### Exercise instructions
Check each line of the entries below for the word "innermost", and copy the lines that have it.

::::::::

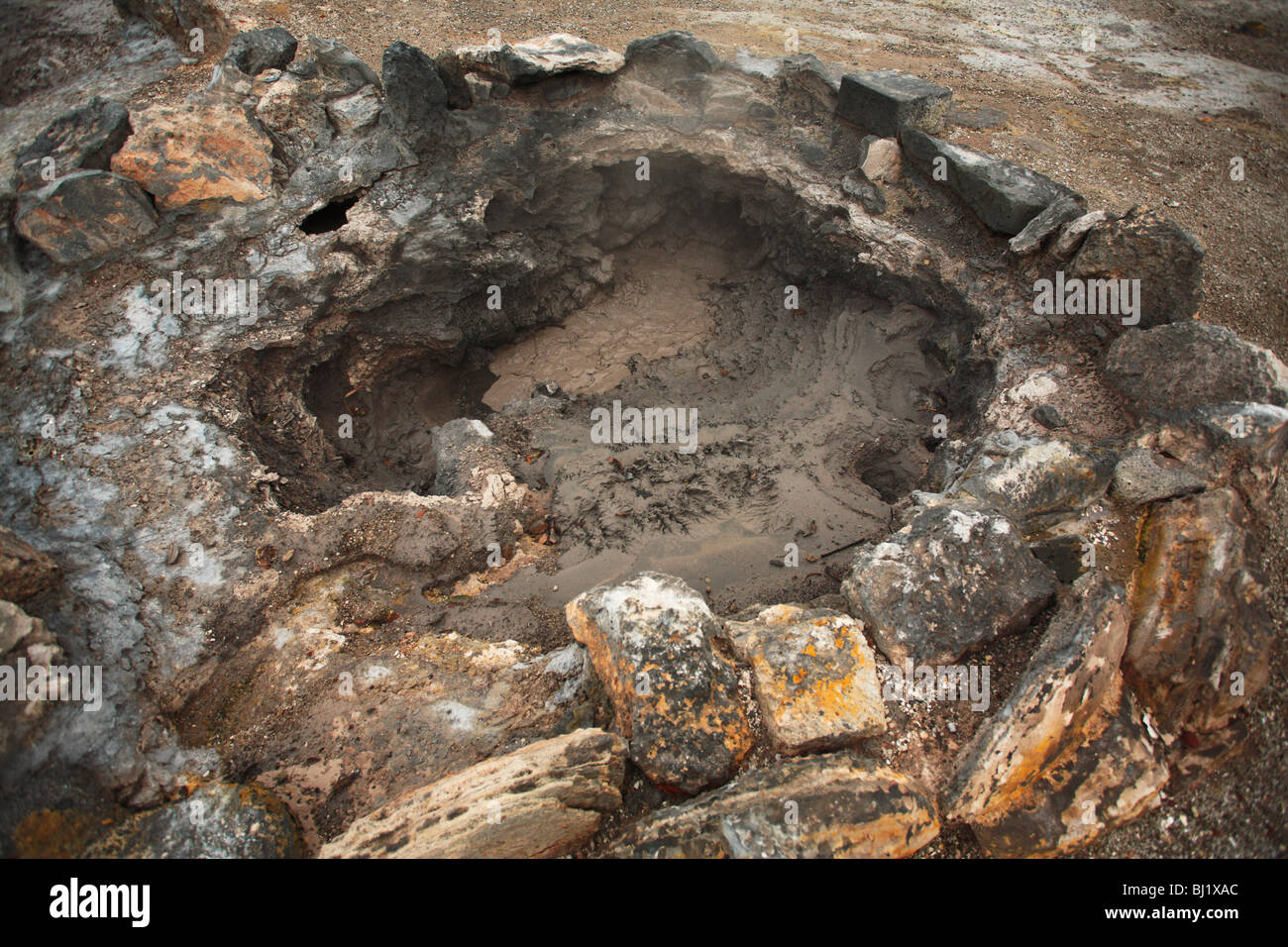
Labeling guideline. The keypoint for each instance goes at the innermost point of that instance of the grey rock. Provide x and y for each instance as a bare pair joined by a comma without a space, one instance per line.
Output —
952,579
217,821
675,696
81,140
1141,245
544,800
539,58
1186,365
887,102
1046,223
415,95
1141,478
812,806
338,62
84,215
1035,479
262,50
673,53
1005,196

::::::::

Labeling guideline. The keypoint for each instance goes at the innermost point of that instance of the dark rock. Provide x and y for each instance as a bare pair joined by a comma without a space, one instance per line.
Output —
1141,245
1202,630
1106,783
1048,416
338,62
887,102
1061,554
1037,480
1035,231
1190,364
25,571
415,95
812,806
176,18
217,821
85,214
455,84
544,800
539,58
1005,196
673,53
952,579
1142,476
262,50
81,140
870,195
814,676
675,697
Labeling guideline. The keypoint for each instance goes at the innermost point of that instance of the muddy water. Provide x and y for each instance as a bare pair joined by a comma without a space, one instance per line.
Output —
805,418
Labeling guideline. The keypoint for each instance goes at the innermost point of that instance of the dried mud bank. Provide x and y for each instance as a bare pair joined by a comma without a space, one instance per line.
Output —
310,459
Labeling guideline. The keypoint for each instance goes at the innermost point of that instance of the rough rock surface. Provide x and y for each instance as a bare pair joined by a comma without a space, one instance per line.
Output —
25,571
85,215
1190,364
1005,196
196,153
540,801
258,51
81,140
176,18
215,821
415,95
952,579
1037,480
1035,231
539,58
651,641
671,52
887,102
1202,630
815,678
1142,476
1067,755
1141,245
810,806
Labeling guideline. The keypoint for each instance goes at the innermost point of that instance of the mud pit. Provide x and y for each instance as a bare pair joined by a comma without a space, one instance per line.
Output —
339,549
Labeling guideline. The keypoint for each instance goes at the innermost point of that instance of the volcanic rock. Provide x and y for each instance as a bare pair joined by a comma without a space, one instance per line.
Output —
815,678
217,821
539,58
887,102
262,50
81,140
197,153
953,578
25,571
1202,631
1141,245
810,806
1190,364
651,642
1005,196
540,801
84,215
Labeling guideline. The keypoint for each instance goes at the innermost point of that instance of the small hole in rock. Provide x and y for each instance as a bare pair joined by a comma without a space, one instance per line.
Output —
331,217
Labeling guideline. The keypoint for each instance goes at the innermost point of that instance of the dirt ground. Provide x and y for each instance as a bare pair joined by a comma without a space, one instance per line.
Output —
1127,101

::::::::

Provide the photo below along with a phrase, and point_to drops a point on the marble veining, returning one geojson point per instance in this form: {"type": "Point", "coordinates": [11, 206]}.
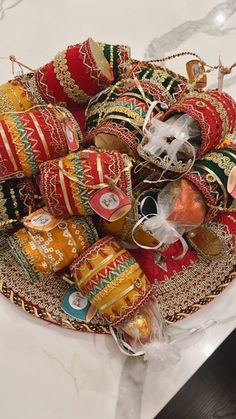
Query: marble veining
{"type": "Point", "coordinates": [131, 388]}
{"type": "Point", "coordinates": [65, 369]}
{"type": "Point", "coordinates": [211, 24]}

::::::::

### Answer section
Labeling guideline. The keypoint for each instance goes at the innermost point of that instance of the grey rock. Provide x and y for each instance as a bare pair joined by a comma without a space, one instance per line.
Labeling guideline. The keypoint for each instance goes at the innermost point of that instance of the dark rock. Provide x and y for each instance as a bare pair joined by a comma without a space, one instance per line.
Labeling guideline. The keypoint for each instance goes at the innermost point of that instance of the muddy water. Provide x and y for each instance as a bare pair joined by a comma without a space, one instance per line.
Labeling guideline. The keypoint for each instance goes at the innermost point of that instance of the dried mud bank. Provide x and y for each instance as a bare pair joined by a comma without a space, one instance per line.
Labeling guideline. The keypoint for each instance goes at the innermost point of that instance of the rough rock surface. Provide x and y for each instance as a bare pair joined by a comma without a space, one instance per line.
Labeling guideline. The keypoint for each instance goes at the innermost point of that instance of the mud pit. Provide x and y for each instance as a bare pair joined by a comma without a space, one instance per line.
Labeling guideline. The keypoint for each instance goes at the innermost point of that instance of the volcanic rock. Provide x and y for each instance as a bare pair joined by a comma without a space, one instance per line.
Labeling guideline. The keypoint for each instance goes at the innermost point of that instance of the small hole in rock. Provide x and y for each instance as a bare pair joined by a comma without a space, one instance per line.
Labeling guideline. The keypoint for each instance goes at the innermost point of that instance of the dirt ground. Provide x and y for each instance as a bare pair joined by a comma without a space, one instance per line.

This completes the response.